**Excerpt provided:**
Painting by Joseph-Marie Vien

Saint Louis Handing Over the Regency to His Mother (French: Saint Louis, à son avènement à la couronne, remet à la Reine Blanche de Castille, sa mère, la Régence du Royaume) is an oil on canvas history painting by the French artist Joseph-Marie Vien, from 1773. The work is in the collection of the Louvre, but has been on long term loan to the Chapel of the École Militair in Paris since 1934.

==History and description==
It depicts the young Louis IX investing the Regency of France to his mother Blanche of Castile during a dispute in 1228. Louis would later attain sainthood after leading the Seventh Crusade. It was part of the project of patriotic themes that grew more prominent in French art over the following years when the Count of Angiviller became head of the administration.

**Extracted entries:**
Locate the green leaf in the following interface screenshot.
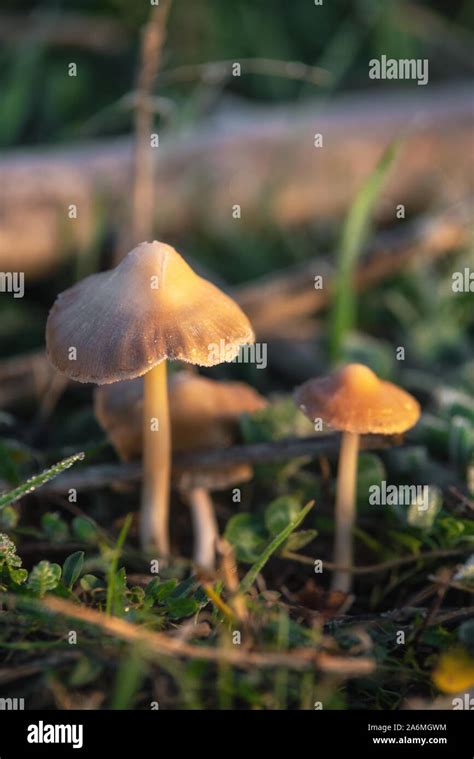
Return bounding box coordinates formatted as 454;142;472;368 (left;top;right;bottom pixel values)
8;567;28;585
407;485;443;530
0;532;22;567
28;561;61;597
166;598;199;619
329;142;398;362
105;514;132;614
41;511;69;543
0;453;84;511
171;575;197;598
63;551;84;590
79;575;104;592
240;501;314;593
145;577;178;603
283;530;318;551
265;495;301;536
224;513;268;564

**Work order 1:** Update the passage about the Vien painting starting at "Painting by Joseph-Marie" and ending at "of the administration.", replacing "Louvre" with "Musée du Louvre".
**Work order 2:** Summarize the passage about the Vien painting in two sentences.

**Response area 1:**
Painting by Joseph-Marie Vien

Saint Louis Handing Over the Regency to His Mother (French: Saint Louis, à son avènement à la couronne, remet à la Reine Blanche de Castille, sa mère, la Régence du Royaume) is an oil on canvas history painting by the French artist Joseph-Marie Vien, from 1773. The work is in the collection of the Musée du Louvre, but has been on long term loan to the Chapel of the École Militair in Paris since 1934.

==History and description==
It depicts the young Louis IX investing the Regency of France to his mother Blanche of Castile during a dispute in 1228. Louis would later attain sainthood after leading the Seventh Crusade. It was part of the project of patriotic themes that grew more prominent in French art over the following years when the Count of Angiviller became head of the administration.

**Response area 2:** Saint Louis Handing Over the Regency to His Mother is a 1773 oil-on-canvas history painting by Joseph-Marie Vien, held by the Louvre but on long-term loan to the Chapel of the École Militair in Paris since 1934. It shows the young Louis IX handing the Regency of France to his mother, Blanche of Castile, during a 1228 dispute, and it belonged to a project of patriotic themes that grew more prominent in French art under the Count of Angiviller.